Page excerpt

◇ ◇ ◇ ◇

*Tonight* Program Addition Gary Ramage and Vlad Sokhin Work Presentations *Free Entry* from 8pm, Barnet Long Room, Customs House Sydney

As an addition to the current program, originally planned tonight at Customs House to show more of the Censored Reportage Projections, Reportage is proud to announce two presentations exclusively for the 2013 Reportage Festival by photographers Gary Ramage and Vlad Sokhin.

Entry is free and the talks kick off from 8pm in the Barnet Long Room, Level 1 of Customs House.

Best Mates-United States Marine, 20-year-old Lance Corporal Brandon Tucker huddles up to his explosive detection dog  “Auggie” to keep warm during the night. © Garry Ramage


Gary Ramage is one of Australia’s leading photographers, with more than 22 years experience in the industry. He’s currently the Chief Photographer for the News Limited Group, covering Australian federal politics.

Walne was accused of using sorcery to kill a young boy and hunted by her husband’s family. Narrowly escaping public execution, she is currently in hiding.  © Vlad Sokhin
Vlad Sokhin is a Sydney based Russian/Portuguese documentary photographer. In his work he covers social, environmental and cultural issues around the world, including post-conflict and natural disaster zones.
Vlad’s work has been exhibited and screened in the United States, Russia, Portugal, Georgia, and Turkey, including VII Agency gallery in New York and the Visa Pour L’Image photo-festival in Perpignan. He has received various awards and his work has been published in international newspapers and magazines, including National Geographic, GEO, International Herald Tribune, Marie Claire, Das Magazin and others. Vlad is represented by German photo-agency “Agentur Focus”  and Russian “Grinberg Agency”. He also collaborates with the United Nations Human Rights organization (OHCHR).

◇ ◇ ◇ ◇

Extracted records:
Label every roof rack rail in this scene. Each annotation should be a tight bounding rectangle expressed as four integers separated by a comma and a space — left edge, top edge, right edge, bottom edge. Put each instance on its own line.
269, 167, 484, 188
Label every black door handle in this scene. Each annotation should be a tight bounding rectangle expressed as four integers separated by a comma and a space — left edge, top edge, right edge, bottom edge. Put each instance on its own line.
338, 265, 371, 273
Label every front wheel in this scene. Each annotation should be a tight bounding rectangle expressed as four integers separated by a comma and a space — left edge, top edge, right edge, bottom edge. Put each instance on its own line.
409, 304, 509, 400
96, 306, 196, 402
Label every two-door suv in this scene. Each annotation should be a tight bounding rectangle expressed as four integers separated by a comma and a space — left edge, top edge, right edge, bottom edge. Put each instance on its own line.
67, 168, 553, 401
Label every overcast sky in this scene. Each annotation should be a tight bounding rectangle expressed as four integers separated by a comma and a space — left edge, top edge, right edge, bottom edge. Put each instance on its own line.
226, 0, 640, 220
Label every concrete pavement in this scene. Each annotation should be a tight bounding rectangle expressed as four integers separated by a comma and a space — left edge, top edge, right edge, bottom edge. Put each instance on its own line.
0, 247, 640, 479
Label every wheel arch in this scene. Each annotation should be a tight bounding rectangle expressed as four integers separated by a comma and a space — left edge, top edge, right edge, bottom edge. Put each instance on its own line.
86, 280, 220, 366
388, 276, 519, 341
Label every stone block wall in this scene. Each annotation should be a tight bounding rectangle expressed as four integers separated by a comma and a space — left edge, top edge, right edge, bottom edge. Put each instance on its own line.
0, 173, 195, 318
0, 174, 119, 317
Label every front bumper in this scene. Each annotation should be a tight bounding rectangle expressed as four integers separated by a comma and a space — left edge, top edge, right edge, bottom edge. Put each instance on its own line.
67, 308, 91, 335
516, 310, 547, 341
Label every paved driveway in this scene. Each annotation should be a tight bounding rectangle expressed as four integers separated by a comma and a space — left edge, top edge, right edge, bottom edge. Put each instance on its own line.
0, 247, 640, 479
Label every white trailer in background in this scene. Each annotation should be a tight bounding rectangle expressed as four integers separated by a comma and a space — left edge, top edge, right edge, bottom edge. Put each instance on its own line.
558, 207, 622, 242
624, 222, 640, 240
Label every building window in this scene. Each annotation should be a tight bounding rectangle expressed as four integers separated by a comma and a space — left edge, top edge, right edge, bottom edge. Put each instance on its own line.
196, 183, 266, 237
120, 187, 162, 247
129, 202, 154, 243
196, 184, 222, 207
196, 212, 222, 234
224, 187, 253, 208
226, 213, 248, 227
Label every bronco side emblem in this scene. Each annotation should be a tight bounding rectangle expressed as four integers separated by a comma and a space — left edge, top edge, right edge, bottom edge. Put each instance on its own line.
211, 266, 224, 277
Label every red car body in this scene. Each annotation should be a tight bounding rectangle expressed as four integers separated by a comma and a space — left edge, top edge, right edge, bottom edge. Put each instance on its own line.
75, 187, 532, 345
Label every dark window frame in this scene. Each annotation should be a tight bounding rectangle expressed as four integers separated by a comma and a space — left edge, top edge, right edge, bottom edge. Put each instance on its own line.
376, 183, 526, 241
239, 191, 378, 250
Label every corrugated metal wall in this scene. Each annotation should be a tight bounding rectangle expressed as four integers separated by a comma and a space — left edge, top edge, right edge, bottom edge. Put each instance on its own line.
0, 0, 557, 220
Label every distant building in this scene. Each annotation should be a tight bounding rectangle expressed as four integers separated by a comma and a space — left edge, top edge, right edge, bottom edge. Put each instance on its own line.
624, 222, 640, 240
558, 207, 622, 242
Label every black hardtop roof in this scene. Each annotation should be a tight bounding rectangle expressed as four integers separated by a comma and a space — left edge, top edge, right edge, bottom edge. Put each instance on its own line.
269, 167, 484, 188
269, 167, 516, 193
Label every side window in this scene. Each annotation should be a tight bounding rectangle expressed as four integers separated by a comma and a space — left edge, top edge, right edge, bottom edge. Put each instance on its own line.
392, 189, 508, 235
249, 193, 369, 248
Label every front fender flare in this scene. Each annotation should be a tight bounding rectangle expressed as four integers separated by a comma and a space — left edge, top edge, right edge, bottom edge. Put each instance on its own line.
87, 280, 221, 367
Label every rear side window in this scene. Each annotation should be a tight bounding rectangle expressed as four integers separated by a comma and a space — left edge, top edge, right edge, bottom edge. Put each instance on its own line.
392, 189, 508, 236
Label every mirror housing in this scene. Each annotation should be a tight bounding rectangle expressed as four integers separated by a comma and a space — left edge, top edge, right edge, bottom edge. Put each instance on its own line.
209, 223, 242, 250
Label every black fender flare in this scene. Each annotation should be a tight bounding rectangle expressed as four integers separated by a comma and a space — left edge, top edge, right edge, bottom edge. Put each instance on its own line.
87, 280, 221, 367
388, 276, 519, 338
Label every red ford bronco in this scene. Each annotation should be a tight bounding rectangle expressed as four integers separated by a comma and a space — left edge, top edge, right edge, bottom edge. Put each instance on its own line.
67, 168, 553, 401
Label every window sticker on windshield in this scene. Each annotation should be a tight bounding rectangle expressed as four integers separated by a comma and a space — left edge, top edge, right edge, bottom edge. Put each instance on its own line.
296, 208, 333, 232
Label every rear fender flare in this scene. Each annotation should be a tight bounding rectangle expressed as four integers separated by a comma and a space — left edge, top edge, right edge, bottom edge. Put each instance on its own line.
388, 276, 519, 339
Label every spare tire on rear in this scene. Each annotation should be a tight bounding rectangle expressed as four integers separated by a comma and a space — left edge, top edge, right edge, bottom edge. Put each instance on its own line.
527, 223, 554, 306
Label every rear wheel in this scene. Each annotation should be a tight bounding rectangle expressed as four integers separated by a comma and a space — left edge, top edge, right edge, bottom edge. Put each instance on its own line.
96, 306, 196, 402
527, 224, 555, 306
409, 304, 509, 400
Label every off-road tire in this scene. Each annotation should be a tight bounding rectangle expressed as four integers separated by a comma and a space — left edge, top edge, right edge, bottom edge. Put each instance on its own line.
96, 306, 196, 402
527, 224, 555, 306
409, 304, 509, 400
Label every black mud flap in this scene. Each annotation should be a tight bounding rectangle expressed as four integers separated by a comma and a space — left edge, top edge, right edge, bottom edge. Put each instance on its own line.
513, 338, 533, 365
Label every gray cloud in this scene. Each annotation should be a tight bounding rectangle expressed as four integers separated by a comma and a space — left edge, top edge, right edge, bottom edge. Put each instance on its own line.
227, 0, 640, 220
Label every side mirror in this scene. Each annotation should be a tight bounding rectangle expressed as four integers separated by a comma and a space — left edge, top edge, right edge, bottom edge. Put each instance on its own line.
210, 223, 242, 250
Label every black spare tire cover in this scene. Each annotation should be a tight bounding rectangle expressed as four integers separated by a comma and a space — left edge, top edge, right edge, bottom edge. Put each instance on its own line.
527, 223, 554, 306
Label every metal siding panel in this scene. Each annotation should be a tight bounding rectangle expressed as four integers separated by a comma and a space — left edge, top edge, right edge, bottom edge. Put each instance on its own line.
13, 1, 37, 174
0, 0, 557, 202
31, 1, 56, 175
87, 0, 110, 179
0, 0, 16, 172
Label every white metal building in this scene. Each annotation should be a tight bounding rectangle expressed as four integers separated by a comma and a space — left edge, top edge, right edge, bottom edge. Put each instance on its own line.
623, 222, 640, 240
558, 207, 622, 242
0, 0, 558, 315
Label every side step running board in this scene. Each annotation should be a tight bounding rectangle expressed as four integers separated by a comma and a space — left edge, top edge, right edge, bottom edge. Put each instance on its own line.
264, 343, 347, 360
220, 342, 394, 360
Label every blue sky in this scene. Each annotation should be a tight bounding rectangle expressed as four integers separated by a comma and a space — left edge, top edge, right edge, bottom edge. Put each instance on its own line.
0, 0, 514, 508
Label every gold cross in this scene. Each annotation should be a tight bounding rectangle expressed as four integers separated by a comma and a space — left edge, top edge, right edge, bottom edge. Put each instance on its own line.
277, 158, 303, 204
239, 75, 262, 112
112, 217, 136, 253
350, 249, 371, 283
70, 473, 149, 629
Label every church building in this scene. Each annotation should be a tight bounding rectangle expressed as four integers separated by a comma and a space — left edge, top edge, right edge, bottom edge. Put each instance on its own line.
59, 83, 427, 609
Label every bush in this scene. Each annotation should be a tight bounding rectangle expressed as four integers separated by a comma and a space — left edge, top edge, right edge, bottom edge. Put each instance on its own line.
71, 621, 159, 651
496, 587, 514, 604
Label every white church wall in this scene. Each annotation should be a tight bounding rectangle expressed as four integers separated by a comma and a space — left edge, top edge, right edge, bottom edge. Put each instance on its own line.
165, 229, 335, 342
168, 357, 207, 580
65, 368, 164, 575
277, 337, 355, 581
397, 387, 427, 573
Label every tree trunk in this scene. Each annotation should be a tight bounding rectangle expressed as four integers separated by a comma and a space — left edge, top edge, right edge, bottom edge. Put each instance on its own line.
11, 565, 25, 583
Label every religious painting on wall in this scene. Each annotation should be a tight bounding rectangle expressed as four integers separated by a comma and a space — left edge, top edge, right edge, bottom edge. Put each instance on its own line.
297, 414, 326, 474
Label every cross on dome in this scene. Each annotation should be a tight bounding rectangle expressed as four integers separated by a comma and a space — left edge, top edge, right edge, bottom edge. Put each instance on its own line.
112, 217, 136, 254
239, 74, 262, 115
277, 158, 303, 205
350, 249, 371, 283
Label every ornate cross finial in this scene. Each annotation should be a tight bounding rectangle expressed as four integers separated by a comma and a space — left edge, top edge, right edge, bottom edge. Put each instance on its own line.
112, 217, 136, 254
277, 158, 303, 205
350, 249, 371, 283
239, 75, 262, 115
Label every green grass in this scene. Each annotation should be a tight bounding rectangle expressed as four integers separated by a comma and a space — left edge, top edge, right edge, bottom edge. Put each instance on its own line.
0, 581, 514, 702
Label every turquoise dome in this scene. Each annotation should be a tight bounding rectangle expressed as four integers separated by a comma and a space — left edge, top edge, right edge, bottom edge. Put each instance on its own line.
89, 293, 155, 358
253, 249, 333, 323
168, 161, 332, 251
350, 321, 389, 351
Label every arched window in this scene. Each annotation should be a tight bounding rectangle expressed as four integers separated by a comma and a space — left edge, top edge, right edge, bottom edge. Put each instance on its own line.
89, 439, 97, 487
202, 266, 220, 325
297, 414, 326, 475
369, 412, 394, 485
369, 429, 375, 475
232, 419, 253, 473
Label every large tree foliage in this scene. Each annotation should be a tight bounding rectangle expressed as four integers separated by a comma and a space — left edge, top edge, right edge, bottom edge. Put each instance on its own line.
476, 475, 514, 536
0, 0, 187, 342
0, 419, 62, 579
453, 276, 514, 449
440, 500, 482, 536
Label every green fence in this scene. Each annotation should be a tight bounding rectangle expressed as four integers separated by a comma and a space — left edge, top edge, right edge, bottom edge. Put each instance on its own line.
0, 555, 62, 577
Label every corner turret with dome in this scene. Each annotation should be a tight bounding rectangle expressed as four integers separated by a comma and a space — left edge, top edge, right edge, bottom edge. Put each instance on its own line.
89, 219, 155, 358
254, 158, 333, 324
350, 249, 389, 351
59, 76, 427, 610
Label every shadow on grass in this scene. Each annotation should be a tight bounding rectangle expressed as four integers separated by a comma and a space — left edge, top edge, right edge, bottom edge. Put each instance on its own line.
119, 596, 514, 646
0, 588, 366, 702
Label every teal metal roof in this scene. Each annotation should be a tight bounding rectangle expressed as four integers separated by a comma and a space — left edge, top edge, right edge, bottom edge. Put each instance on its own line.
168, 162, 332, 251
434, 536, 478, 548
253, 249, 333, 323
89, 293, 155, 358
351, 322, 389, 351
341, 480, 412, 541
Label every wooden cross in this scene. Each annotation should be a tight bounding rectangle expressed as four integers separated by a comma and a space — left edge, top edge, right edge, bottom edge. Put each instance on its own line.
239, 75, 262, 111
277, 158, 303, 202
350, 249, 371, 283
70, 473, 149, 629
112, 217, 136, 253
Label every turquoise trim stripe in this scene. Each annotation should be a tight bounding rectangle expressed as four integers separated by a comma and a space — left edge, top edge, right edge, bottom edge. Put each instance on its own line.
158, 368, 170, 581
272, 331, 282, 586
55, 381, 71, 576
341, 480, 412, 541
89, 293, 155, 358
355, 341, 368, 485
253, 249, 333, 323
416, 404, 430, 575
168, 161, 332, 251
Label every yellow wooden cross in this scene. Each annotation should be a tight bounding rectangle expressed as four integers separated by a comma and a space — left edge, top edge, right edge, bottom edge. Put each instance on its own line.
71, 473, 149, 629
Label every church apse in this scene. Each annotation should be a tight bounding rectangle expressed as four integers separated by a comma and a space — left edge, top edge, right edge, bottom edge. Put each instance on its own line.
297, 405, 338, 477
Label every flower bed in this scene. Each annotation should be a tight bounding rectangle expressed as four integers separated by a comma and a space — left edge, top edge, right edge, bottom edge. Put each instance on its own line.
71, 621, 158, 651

◇ ◇ ◇ ◇

Work task A
Reproduce the Reportage event announcement word for word, from "Best Mates-United States" up to and including "natural disaster zones.".
Work task B
Continue the announcement of the Gary Ramage and Vlad Sokhin presentations, picking up right after its final sentence.

Response box A
Best Mates-United States Marine, 20-year-old Lance Corporal Brandon Tucker huddles up to his explosive detection dog  “Auggie” to keep warm during the night. © Garry Ramage


Gary Ramage is one of Australia’s leading photographers, with more than 22 years experience in the industry. He’s currently the Chief Photographer for the News Limited Group, covering Australian federal politics.

Walne was accused of using sorcery to kill a young boy and hunted by her husband’s family. Narrowly escaping public execution, she is currently in hiding.  © Vlad Sokhin
Vlad Sokhin is a Sydney based Russian/Portuguese documentary photographer. In his work he covers social, environmental and cultural issues around the world, including post-conflict and natural disaster zones.

Response box B
Witch hunt in Papua New Guinea
 Sorcery-related-violence is widespread in Papua New Guinea. In the Highlands Region of PNG witch-hunts occur almost in every province. Locals believe in black magic, often accusing random women of causing the death of someone from the village.
Amnesty International reports that the traditional belief in sorcery was responsible for at least 50 murders in 2008 alone, and many more are thought to have gone unreported. Although men can also fall victim to these accusations, it is 6 times more likely for women. When those ‘sanguma’ (witches) people being tortured, locals cut their bodies with machetes and axes, burning them with hot iron bars, forcing to admit that they were involved in witchcraft. If the victims survive, they would be expelled from the community permanently. Despite this widespread violence, the PNG Government does not have a program to help victims of sorcery-related violence nor provides any shelter for those women and men. It is very rare such cases are brought to court and sometimes even police are involved in witch hunt, supporting the perpetrators, not the victims.